See also float_16_compare_quiet

> +
> +/*----------------------------------------------------------------------------
>  | Returns 1 if the single-precision floating-point value `a' is equal to
>  | the corresponding value `b', and 0 otherwise.  Quiet NaNs do not cause an
>  | exception.  The comparison is performed according to the IEC/IEEE Standard
> @@ -4958,6 +5052,31 @@ int float32_lt_quiet(float32 a, float32 b, float_status *status)
>  }
>
>  /*----------------------------------------------------------------------------
> +| Returns 1 if the half-precision floating-point values `a' and `b' cannot
> +| be compared, and 0 otherwise.  Quiet NaNs do not cause an exception.  The
> +| comparison is performed according to the IEC/IEEE Standard for Binary
> +| Floating-Point Arithmetic.

----

* _What needs to be done_
Extract the floating-point comparison patch excerpt in full, reproducing every line and character without change. The items after this text come from a separate source.

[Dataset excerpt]
----

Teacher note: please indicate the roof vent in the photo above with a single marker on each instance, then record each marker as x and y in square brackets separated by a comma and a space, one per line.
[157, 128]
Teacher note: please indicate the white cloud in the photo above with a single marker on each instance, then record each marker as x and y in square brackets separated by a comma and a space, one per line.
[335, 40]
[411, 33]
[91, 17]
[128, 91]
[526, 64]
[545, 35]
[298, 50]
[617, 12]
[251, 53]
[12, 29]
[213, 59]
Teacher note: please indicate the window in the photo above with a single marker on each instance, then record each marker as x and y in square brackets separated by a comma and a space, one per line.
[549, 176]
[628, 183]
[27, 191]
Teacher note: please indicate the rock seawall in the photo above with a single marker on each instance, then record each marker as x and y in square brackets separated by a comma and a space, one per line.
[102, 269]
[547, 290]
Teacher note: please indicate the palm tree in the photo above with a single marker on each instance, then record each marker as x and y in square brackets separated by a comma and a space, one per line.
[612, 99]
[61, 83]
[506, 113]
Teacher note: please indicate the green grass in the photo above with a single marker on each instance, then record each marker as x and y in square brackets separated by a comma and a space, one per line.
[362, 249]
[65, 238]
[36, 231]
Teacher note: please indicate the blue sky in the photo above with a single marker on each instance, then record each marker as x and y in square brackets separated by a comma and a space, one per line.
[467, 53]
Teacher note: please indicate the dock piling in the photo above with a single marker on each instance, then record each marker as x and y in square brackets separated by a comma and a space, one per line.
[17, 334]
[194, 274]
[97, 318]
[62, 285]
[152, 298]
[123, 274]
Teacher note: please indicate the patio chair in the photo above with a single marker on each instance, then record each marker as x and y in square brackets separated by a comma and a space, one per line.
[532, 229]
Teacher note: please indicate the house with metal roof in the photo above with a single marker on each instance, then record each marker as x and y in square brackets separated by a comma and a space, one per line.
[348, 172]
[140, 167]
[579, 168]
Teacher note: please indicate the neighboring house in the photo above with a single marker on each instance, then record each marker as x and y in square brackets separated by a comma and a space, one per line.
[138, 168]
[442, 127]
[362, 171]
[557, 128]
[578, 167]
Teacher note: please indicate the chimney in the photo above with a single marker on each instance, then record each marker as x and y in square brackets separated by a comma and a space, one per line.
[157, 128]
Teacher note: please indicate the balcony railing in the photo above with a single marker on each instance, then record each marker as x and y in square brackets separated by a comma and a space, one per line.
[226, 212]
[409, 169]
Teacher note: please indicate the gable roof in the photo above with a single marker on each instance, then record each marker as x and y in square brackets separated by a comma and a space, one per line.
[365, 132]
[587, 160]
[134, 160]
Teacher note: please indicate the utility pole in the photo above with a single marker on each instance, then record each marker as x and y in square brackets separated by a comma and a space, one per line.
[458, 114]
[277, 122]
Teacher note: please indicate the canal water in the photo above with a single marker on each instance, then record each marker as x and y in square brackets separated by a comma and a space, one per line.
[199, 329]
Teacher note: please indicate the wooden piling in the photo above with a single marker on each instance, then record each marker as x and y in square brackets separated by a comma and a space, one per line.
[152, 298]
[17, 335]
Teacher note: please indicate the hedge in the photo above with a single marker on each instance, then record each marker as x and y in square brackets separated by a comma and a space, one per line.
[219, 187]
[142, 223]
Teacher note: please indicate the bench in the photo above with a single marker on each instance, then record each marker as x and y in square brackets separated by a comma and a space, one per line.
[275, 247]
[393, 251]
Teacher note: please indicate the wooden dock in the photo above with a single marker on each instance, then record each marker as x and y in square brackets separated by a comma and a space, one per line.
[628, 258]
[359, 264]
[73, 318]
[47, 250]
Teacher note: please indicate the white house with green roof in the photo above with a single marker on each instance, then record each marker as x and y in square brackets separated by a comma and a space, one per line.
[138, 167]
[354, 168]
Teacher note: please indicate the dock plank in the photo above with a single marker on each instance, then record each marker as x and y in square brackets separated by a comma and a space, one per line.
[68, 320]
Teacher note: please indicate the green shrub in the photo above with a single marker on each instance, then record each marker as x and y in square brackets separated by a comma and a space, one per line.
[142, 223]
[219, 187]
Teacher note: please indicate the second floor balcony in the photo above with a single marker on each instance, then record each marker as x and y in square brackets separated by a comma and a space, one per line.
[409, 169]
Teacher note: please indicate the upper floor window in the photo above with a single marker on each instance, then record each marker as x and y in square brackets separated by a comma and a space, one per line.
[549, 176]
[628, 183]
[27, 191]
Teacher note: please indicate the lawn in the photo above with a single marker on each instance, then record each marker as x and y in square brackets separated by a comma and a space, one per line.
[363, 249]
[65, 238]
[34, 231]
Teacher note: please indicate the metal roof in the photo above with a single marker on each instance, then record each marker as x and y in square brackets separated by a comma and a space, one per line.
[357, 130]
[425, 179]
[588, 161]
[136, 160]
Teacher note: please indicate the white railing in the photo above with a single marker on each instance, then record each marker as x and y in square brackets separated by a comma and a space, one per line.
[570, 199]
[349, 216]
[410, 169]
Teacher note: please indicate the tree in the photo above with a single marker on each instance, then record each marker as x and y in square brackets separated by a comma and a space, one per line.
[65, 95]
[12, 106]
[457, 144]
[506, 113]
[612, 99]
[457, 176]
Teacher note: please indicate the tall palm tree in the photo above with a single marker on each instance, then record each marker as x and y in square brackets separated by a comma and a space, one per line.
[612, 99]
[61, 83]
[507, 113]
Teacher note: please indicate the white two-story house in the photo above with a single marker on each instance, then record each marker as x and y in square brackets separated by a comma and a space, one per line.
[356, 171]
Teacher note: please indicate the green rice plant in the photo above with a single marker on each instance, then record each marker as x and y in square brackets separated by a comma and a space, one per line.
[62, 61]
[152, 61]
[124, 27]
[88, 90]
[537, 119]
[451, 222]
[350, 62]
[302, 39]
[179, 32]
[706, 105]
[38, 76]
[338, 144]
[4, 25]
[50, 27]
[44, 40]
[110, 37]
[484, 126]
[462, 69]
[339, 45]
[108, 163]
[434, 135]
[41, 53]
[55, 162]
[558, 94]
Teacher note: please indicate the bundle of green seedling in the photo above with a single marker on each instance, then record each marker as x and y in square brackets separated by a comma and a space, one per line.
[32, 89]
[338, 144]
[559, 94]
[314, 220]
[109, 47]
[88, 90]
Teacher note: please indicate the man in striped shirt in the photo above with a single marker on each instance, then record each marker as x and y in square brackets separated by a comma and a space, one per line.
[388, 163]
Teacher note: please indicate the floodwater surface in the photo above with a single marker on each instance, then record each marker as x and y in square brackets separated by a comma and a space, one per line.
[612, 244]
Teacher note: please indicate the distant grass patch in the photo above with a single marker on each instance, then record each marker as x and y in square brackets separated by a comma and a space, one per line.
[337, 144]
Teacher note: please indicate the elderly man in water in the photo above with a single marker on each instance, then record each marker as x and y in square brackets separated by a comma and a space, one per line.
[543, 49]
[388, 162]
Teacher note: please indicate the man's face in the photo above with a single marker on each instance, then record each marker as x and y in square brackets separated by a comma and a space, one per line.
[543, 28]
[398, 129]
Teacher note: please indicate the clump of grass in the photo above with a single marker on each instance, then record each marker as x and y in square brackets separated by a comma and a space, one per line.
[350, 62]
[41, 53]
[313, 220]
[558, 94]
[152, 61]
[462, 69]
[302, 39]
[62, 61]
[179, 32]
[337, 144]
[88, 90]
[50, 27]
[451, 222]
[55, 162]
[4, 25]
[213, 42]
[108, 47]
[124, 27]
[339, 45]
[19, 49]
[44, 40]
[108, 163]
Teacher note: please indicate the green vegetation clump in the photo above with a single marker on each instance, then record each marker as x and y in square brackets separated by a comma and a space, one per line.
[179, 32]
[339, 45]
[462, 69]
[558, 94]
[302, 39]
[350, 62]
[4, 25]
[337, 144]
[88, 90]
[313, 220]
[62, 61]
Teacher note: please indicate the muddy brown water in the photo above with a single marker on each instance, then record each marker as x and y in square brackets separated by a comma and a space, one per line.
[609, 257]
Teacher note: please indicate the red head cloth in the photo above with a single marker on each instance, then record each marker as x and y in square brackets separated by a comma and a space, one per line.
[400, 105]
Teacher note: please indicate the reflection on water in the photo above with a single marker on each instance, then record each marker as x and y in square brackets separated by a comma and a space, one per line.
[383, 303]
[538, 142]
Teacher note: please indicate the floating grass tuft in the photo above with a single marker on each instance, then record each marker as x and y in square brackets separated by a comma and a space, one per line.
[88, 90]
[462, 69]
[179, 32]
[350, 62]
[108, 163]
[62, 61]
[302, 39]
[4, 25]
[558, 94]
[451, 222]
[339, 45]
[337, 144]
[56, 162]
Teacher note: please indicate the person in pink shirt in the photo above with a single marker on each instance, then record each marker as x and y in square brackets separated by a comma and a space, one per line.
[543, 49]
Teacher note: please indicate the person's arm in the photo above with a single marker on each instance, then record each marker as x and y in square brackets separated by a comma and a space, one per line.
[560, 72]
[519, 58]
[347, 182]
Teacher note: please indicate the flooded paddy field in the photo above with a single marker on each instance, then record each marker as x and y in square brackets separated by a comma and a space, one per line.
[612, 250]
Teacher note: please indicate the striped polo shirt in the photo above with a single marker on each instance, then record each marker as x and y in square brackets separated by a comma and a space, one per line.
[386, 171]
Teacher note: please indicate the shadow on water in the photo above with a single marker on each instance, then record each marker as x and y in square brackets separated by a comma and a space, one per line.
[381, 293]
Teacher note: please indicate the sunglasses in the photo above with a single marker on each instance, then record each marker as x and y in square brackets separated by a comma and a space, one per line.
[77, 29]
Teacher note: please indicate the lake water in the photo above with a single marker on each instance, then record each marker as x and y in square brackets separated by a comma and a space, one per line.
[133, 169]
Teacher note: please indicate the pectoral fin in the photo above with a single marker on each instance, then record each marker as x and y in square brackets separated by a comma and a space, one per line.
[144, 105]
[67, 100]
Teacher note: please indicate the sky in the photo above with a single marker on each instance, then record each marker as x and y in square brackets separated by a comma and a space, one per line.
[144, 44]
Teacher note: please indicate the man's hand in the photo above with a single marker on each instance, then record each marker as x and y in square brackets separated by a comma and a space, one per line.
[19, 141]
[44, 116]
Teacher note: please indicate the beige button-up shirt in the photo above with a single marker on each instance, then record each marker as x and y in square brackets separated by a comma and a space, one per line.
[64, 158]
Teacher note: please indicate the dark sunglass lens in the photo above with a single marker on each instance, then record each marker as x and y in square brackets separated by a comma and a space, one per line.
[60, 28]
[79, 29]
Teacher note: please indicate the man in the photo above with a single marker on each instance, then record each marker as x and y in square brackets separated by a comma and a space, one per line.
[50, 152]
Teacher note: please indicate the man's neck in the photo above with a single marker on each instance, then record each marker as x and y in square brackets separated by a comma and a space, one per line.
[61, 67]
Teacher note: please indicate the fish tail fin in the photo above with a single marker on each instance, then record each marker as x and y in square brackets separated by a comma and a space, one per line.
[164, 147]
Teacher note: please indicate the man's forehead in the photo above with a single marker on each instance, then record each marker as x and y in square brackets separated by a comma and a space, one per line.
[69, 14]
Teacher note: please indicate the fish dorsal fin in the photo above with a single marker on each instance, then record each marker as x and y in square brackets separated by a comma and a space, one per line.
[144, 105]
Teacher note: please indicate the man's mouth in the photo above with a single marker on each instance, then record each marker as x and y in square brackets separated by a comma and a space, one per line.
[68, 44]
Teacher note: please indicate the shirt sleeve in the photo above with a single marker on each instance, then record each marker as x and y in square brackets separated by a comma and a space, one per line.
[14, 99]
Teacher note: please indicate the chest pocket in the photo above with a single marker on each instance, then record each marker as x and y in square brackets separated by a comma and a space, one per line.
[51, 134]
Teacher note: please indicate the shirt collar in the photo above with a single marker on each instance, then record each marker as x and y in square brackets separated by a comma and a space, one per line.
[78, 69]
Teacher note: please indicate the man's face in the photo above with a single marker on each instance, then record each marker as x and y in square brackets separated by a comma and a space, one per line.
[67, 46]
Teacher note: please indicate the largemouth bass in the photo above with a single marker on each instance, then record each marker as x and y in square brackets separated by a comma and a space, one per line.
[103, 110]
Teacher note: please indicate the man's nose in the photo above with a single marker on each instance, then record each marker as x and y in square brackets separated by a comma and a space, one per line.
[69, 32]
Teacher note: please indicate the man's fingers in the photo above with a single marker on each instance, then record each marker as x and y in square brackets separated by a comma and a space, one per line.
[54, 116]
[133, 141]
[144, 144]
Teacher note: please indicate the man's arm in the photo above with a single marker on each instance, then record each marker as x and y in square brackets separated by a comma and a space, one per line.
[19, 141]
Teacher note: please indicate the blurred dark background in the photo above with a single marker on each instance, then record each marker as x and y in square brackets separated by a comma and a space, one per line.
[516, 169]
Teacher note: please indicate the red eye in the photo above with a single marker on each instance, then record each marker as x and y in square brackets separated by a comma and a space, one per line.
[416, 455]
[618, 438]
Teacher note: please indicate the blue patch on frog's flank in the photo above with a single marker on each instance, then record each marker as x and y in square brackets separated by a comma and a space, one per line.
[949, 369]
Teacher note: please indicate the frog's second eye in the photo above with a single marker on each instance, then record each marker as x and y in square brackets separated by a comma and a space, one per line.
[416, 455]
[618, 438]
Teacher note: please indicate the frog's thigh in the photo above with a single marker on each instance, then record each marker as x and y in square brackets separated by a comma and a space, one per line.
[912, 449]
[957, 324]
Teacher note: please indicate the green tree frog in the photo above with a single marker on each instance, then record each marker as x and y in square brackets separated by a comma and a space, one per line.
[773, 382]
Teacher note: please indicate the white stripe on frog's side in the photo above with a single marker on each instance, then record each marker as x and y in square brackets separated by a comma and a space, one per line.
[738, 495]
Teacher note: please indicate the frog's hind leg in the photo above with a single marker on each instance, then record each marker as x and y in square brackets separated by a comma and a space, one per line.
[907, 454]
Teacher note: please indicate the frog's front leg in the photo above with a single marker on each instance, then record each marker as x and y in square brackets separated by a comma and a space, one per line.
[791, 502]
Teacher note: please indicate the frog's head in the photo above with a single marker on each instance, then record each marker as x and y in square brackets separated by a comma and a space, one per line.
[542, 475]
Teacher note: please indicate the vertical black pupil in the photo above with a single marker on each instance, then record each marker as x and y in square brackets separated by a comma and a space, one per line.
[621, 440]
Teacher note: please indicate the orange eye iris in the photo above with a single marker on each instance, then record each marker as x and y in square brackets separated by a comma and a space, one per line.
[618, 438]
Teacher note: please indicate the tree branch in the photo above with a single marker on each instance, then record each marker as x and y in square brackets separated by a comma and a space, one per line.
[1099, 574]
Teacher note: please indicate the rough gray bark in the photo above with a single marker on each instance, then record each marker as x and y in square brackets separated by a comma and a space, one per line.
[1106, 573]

----

* _Task output_
See also float_16_compare_quiet

> +
> +/*----------------------------------------------------------------------------
>  | Returns 1 if the single-precision floating-point value `a' is equal to
>  | the corresponding value `b', and 0 otherwise.  Quiet NaNs do not cause an
>  | exception.  The comparison is performed according to the IEC/IEEE Standard
> @@ -4958,6 +5052,31 @@ int float32_lt_quiet(float32 a, float32 b, float_status *status)
>  }
>
>  /*----------------------------------------------------------------------------
> +| Returns 1 if the half-precision floating-point values `a' and `b' cannot
> +| be compared, and 0 otherwise.  Quiet NaNs do not cause an exception.  The
> +| comparison is performed according to the IEC/IEEE Standard for Binary
> +| Floating-Point Arithmetic.